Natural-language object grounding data
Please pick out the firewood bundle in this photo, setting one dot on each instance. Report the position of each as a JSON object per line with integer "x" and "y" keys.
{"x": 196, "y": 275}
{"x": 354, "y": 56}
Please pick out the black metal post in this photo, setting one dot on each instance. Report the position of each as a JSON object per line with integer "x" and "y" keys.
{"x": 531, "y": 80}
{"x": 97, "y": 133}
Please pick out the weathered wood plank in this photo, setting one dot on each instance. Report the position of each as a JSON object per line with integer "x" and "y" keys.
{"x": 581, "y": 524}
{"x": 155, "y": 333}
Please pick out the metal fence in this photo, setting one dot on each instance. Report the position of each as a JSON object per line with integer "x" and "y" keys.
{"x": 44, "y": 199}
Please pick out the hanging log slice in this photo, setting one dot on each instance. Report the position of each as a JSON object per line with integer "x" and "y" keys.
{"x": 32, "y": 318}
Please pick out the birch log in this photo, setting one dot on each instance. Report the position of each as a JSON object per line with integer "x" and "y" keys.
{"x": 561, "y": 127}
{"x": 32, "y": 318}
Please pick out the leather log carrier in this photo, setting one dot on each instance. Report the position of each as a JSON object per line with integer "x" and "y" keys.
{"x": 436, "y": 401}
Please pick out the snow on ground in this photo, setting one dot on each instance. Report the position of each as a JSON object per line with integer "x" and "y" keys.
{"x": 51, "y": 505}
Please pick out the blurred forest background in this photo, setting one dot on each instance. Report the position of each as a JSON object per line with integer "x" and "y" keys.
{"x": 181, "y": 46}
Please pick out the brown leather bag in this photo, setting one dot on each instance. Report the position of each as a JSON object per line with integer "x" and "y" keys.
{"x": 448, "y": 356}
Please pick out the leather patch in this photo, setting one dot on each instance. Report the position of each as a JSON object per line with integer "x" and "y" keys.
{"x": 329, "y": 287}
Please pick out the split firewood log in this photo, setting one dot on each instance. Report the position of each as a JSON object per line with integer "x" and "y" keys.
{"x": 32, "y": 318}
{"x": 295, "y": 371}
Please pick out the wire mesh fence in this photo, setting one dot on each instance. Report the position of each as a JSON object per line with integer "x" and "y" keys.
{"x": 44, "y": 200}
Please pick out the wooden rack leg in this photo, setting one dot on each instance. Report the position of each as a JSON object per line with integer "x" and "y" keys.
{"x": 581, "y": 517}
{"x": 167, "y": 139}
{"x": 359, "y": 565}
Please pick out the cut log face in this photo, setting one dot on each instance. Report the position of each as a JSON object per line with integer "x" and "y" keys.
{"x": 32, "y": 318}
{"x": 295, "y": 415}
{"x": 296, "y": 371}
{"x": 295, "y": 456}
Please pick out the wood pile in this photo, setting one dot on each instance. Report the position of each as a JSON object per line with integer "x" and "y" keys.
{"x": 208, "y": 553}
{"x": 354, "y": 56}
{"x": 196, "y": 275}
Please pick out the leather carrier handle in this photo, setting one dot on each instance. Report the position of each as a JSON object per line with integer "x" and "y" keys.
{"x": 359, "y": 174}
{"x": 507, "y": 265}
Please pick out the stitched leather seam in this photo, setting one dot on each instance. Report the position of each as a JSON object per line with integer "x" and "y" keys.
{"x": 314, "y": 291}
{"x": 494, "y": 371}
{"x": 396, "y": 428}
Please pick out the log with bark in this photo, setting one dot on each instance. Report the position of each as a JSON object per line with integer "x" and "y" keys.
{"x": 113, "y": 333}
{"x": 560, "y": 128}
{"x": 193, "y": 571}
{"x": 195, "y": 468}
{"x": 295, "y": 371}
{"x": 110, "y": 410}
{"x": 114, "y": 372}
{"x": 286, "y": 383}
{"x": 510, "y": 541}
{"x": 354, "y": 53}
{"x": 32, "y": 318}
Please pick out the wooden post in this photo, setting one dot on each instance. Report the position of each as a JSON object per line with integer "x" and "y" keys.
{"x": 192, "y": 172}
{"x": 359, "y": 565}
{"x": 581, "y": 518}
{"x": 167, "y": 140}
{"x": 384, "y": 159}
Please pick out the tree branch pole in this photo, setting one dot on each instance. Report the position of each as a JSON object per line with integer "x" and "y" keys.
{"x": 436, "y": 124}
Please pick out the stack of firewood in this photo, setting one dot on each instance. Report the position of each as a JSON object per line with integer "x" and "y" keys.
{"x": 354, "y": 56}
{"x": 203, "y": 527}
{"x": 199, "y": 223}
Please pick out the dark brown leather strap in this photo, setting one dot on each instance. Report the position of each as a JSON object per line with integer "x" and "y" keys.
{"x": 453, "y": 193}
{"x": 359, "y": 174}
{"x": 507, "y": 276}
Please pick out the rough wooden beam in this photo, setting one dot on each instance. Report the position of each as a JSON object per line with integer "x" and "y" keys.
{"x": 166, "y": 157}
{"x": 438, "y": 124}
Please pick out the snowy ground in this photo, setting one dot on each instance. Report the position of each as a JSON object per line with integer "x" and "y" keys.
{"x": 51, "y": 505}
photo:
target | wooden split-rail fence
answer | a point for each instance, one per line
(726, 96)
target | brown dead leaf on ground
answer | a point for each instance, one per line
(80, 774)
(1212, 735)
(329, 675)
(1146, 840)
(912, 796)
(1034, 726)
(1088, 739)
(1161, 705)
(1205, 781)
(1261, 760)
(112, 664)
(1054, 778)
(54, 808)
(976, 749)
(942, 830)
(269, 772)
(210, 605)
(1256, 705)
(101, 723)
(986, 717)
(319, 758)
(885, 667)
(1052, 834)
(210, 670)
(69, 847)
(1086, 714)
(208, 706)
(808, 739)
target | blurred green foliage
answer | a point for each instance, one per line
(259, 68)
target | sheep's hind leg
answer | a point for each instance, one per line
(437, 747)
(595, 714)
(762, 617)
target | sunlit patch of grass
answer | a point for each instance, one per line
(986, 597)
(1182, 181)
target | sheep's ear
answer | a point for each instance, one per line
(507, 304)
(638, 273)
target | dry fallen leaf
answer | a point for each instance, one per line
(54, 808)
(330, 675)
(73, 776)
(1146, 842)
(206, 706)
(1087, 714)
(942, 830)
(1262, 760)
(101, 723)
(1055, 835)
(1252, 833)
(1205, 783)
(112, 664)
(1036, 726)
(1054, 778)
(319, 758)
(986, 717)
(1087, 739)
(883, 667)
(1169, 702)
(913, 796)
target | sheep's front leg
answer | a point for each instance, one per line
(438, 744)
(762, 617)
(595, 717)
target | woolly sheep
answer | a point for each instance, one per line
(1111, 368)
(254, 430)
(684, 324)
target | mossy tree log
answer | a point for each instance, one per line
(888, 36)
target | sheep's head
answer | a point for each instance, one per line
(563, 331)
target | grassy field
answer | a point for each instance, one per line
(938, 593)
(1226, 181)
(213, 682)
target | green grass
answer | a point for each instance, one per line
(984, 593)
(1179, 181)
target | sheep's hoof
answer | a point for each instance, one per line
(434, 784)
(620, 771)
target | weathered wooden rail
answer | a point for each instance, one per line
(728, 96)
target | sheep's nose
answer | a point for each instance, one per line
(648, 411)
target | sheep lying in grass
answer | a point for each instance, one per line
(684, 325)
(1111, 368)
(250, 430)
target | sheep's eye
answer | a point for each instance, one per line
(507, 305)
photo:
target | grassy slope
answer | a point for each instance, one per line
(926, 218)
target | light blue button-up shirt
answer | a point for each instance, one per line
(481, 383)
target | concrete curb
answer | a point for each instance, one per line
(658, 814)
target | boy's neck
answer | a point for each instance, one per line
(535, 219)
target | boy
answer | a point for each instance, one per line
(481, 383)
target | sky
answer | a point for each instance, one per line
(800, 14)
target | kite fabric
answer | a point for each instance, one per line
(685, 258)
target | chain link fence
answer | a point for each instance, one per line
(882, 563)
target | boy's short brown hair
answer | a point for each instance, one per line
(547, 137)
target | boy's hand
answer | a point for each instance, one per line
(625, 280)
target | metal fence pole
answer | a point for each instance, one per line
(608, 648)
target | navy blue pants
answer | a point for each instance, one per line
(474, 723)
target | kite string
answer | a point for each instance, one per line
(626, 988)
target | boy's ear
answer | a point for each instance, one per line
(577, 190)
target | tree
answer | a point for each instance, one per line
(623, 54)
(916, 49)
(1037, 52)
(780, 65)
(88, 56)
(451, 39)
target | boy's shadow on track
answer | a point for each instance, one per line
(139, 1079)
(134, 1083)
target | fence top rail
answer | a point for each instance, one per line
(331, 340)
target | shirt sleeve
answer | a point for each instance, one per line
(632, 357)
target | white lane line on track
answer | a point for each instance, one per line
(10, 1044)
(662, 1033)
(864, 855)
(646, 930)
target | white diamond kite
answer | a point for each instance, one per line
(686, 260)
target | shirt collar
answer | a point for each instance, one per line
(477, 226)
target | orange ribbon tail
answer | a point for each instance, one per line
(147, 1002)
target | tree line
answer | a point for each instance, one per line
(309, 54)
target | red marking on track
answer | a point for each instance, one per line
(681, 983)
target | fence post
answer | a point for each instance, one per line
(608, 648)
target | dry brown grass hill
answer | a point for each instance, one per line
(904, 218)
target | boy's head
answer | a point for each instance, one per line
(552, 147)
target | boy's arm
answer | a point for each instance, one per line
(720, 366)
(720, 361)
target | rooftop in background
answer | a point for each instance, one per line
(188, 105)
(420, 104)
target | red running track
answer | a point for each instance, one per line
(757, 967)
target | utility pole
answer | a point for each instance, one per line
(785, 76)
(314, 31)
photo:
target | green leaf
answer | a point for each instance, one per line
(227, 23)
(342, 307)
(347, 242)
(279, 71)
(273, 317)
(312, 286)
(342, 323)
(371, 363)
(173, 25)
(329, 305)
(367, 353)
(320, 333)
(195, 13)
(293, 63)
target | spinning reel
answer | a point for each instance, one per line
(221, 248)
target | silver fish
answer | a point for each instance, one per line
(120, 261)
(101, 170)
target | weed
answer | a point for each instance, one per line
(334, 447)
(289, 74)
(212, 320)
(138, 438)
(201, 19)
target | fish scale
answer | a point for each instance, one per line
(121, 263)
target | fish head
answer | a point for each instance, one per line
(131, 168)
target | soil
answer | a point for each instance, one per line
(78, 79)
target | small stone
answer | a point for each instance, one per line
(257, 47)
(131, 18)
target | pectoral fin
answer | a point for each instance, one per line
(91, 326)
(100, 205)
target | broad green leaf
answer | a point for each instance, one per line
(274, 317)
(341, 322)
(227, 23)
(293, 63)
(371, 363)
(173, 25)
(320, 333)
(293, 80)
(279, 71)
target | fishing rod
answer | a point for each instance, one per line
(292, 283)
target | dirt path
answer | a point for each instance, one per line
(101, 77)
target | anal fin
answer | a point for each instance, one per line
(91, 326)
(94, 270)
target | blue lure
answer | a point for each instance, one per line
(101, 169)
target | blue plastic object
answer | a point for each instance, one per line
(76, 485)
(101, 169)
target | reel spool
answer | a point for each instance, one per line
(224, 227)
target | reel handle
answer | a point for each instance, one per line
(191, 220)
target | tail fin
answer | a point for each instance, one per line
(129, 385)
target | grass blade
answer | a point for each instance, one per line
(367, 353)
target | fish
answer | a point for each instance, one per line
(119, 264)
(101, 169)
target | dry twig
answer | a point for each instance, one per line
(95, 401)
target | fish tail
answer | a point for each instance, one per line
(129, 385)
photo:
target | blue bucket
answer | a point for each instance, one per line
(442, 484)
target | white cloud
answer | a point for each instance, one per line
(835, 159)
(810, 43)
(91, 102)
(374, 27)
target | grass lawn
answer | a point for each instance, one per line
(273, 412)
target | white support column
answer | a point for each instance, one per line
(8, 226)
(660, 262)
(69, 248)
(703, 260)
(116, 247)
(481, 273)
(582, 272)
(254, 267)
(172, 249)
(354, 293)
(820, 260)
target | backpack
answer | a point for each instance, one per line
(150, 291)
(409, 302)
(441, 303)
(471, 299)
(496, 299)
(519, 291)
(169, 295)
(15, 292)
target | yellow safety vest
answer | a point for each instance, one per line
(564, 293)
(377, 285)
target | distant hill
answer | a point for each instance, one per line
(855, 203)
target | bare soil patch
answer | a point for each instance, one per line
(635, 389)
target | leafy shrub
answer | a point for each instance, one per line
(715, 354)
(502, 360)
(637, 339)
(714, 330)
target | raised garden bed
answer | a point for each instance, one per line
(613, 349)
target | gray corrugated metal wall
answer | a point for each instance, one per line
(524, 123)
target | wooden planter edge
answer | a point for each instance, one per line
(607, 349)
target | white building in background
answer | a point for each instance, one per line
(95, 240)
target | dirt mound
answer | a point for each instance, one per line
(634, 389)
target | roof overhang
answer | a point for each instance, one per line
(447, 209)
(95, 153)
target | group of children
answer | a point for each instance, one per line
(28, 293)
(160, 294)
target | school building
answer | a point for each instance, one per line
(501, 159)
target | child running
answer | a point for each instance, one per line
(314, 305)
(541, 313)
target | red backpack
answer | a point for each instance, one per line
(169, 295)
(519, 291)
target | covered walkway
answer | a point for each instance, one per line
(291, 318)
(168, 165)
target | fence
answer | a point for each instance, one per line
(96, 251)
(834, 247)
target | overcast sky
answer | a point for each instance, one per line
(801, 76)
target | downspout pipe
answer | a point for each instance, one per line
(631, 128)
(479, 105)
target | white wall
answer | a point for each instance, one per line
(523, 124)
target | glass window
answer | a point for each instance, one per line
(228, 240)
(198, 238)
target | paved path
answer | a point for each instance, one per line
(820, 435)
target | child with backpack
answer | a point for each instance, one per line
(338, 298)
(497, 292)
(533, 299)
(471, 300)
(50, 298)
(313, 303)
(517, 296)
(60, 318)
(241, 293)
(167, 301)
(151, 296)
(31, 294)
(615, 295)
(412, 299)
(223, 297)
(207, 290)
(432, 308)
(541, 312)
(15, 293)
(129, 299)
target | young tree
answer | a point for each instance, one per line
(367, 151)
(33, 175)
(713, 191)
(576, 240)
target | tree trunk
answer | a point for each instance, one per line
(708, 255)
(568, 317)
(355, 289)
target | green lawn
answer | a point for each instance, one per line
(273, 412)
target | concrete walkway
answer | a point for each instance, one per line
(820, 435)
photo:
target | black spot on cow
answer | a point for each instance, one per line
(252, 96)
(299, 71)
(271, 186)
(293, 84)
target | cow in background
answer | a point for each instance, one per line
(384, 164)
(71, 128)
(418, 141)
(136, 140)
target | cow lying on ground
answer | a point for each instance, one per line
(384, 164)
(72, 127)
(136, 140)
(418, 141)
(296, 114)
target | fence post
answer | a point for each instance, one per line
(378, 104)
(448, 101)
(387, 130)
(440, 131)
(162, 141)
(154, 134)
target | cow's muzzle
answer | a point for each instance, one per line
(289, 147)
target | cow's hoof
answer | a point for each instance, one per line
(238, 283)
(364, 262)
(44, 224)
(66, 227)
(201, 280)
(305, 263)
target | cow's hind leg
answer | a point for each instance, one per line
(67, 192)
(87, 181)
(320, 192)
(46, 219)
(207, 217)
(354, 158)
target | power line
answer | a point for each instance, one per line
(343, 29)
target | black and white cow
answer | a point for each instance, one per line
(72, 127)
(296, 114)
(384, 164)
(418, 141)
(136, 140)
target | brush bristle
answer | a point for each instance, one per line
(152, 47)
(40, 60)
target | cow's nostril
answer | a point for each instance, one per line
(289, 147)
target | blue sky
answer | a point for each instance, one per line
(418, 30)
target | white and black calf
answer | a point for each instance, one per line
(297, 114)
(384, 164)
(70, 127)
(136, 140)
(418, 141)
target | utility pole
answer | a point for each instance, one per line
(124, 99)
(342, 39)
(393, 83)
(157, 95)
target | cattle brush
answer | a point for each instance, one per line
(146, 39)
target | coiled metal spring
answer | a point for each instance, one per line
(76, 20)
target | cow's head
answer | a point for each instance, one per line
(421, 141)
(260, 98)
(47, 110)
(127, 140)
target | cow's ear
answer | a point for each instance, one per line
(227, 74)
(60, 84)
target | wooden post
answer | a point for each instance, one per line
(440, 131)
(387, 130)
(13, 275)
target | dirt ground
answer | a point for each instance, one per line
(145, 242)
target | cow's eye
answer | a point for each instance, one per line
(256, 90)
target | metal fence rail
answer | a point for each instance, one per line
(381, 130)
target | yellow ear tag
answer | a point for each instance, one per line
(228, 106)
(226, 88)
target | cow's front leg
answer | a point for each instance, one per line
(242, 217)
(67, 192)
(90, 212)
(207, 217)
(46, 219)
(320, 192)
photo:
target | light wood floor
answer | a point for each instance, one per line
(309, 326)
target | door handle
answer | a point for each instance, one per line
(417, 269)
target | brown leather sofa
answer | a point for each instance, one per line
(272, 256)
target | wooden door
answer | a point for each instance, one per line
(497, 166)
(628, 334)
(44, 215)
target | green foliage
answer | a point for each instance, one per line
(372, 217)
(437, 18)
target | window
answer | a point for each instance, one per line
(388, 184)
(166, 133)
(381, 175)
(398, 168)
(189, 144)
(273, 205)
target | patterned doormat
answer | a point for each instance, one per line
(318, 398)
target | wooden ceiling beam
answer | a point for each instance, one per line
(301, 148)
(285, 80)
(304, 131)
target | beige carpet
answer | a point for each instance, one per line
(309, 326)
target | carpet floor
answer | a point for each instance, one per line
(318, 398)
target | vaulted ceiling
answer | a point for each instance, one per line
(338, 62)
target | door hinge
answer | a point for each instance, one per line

Work order. Using the data above, show each line where "grassy" occurs.

Task solution.
target | grassy field
target | grassy slope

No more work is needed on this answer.